● **Task material**
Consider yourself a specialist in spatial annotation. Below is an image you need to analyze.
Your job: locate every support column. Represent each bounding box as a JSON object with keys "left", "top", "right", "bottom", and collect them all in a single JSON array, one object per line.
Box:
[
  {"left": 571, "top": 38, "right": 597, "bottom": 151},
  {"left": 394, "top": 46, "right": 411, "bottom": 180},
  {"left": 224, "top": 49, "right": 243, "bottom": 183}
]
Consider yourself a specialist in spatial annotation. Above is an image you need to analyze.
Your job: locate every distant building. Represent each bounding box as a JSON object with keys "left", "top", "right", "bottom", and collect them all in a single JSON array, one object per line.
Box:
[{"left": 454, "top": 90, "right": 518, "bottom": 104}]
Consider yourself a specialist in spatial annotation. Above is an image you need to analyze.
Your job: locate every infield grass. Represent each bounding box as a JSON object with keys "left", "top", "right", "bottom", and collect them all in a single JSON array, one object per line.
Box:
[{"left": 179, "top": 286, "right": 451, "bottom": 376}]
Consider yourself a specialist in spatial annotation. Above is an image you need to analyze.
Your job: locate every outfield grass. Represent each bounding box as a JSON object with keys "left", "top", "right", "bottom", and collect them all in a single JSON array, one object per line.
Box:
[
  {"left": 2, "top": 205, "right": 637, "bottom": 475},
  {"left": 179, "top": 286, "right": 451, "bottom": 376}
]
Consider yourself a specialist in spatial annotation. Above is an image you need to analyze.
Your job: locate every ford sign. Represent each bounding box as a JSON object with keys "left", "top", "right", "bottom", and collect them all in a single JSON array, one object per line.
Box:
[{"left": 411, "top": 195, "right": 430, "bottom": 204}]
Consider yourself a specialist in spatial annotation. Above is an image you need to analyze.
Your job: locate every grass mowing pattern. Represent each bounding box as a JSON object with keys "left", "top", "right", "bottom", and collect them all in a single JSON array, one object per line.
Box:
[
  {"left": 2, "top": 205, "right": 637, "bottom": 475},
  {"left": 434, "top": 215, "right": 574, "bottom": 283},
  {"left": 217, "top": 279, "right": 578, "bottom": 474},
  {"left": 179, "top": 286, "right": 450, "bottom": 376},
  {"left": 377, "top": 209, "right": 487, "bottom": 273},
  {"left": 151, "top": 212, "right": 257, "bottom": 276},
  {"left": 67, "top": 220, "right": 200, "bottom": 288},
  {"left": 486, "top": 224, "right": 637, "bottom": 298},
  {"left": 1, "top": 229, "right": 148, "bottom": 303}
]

● **Requirement**
Scan the material above for lines holding the string "grass" and copy those lines.

● **Exercise output**
Your job: locate every infield grass. Represent each bounding box as a JSON object with keys "left", "top", "right", "bottom", and collect them all in a single JSON array, one object per line.
Your job: locate every outfield grass. Represent each bounding box as a JSON object with keys "left", "top", "right", "bottom", and collect them all in a single JSON array, one object per line.
Your job: locate every grass mowing pattern. Represent each bounding box as a JSON object with keys "left", "top", "right", "bottom", and collect them all in a single JSON array, one object per line.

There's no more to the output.